Przepisz wiersze od tego, który zawiera "Each instance of the facade", do tego, który zawiera "POLYGON ((160 52, 155", włącznie z oboma, zamieniając "facade relief ornament" na "wall relief ornament" i nie zmieniając niczego poza tym. Obrazów nie umieszczaj w odpowiedzi.

═══

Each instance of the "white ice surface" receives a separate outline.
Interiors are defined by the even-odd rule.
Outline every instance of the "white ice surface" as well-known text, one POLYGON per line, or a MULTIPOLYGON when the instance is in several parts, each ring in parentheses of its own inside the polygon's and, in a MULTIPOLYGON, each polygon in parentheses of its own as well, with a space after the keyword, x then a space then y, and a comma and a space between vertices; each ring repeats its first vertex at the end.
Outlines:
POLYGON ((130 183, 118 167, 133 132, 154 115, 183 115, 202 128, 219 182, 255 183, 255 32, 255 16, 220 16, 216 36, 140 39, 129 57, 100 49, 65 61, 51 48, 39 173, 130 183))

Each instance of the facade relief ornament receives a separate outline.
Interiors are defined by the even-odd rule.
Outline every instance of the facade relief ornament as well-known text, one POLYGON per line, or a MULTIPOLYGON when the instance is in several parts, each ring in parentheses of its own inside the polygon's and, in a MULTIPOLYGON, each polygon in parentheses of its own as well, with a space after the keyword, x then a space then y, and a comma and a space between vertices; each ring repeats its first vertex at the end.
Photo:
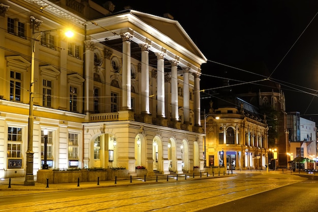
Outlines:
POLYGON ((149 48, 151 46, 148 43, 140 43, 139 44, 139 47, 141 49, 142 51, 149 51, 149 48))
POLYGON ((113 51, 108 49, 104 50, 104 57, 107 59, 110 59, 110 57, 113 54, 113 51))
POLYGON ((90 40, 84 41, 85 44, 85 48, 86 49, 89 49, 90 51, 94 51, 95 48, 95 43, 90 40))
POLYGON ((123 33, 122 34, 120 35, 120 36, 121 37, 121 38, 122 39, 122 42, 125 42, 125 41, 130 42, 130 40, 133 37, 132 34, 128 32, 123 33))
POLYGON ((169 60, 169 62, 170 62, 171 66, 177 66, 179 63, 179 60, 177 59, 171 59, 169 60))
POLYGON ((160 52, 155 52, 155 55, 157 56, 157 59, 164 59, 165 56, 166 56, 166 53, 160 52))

═══

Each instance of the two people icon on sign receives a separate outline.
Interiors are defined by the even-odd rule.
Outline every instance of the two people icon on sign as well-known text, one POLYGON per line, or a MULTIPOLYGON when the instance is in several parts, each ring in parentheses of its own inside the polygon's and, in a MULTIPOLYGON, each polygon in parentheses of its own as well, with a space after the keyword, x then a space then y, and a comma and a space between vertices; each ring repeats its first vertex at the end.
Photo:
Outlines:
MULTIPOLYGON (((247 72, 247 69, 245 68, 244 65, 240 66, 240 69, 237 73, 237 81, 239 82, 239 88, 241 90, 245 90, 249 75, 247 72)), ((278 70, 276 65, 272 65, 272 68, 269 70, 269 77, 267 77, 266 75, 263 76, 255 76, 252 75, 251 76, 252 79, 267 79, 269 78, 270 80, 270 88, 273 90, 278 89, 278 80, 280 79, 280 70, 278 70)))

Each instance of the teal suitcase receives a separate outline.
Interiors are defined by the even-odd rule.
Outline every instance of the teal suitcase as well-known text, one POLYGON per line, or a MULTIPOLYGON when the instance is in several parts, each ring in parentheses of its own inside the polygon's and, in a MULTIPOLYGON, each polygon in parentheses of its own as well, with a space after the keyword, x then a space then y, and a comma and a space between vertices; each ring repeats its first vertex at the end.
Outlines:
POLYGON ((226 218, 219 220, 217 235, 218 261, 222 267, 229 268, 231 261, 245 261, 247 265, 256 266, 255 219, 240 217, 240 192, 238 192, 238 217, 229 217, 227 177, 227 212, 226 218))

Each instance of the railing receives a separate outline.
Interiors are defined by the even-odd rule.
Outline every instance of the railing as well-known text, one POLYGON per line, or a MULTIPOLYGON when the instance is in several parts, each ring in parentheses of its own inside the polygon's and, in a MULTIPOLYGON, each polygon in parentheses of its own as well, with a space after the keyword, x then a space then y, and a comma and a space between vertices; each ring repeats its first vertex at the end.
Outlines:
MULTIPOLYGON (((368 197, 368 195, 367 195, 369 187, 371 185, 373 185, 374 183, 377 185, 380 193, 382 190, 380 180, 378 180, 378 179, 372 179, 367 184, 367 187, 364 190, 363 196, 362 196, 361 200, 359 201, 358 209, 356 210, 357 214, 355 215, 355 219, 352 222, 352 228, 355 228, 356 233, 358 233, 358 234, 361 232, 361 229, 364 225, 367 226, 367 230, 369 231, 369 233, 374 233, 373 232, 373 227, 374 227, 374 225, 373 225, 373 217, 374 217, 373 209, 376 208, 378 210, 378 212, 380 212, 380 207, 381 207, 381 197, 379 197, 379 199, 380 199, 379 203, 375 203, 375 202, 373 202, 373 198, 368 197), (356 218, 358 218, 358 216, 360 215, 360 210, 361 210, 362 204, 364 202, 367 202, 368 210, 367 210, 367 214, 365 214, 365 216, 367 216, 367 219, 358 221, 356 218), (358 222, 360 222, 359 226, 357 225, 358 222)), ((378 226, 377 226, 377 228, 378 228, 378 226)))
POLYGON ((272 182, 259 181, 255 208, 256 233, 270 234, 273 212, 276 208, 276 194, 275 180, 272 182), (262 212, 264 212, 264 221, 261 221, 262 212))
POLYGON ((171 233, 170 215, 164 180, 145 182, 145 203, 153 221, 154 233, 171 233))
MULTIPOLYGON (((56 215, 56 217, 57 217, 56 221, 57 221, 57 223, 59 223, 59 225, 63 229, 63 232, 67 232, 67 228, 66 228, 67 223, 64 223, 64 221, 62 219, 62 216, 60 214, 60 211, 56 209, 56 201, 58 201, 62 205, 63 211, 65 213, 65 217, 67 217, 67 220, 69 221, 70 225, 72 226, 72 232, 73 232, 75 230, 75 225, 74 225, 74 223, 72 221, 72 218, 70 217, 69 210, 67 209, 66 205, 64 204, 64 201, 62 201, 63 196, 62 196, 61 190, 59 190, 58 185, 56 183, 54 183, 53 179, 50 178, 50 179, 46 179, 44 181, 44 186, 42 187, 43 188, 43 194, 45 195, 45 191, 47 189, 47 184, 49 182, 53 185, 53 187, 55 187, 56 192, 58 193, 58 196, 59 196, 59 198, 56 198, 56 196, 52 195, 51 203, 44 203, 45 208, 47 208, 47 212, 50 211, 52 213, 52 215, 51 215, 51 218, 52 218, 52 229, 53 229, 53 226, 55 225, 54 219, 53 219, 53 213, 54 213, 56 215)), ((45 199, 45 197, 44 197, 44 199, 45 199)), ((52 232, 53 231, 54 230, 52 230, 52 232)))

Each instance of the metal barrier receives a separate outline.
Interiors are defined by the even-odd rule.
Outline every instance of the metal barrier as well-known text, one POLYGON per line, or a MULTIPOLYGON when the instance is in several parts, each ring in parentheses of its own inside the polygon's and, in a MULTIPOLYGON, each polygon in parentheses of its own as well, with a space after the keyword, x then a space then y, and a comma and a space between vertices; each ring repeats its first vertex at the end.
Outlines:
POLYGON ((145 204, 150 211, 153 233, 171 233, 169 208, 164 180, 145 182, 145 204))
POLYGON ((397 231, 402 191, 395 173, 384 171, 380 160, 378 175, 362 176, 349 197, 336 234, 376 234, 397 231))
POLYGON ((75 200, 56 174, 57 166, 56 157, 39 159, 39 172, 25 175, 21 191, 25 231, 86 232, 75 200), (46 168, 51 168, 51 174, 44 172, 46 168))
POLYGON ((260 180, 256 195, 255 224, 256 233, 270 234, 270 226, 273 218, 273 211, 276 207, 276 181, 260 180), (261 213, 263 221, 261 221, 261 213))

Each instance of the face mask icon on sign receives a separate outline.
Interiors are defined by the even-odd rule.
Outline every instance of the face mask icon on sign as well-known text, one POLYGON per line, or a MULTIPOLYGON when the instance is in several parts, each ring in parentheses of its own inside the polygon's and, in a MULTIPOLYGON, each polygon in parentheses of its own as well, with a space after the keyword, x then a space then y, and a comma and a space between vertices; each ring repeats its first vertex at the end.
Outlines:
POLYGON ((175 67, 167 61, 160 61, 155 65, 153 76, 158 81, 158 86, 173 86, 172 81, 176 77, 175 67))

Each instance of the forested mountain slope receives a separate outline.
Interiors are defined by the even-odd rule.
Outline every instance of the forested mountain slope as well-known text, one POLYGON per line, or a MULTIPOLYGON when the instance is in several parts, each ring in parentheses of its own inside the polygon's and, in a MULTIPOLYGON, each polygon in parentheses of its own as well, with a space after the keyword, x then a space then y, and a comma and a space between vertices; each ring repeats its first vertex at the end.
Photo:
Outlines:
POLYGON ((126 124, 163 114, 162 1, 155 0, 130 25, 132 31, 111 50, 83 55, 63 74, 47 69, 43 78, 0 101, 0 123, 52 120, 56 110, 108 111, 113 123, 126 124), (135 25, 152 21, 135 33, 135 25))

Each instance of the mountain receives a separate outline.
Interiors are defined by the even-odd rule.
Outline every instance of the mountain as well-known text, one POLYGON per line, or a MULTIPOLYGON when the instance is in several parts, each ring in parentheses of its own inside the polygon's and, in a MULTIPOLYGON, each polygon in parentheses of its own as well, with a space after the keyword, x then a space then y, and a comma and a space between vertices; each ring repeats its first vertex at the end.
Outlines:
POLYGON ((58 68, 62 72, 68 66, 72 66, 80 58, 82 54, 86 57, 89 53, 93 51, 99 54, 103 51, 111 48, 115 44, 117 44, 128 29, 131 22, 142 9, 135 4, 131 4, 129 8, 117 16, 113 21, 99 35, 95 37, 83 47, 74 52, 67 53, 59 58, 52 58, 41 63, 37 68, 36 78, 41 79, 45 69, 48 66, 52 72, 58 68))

═══

Odpowiedź na zadanie:
Each instance of the wall relief ornament receives a separate outline.
Interiors are defined by the even-odd rule.
Outline every instance of the wall relief ornament as well-known text, one POLYGON per line, or a MULTIPOLYGON when the instance is in several parts, each ring in parentheses of its own inside the polygon's and, in a MULTIPOLYGON, each polygon in parentheses of its own as well, with a space after the keyword, x then a space then y, and a comma and a space between vertices; each ring repeats its first vertex at the end.
Photo:
Outlines:
POLYGON ((149 48, 151 46, 148 43, 140 43, 139 44, 139 47, 141 49, 142 51, 149 51, 149 48))
POLYGON ((113 51, 108 49, 104 50, 104 57, 107 59, 110 59, 110 57, 113 54, 113 51))
POLYGON ((90 40, 84 41, 85 44, 85 48, 86 49, 89 49, 90 51, 94 51, 95 48, 95 43, 90 40))
POLYGON ((123 33, 122 34, 120 35, 120 36, 121 37, 121 38, 122 39, 122 42, 125 42, 125 41, 130 42, 130 40, 133 37, 132 34, 128 32, 123 33))
POLYGON ((169 60, 169 62, 170 62, 171 66, 177 66, 179 63, 179 60, 177 59, 171 59, 169 60))
POLYGON ((160 52, 155 52, 155 55, 157 56, 157 59, 164 59, 165 56, 166 56, 166 53, 160 52))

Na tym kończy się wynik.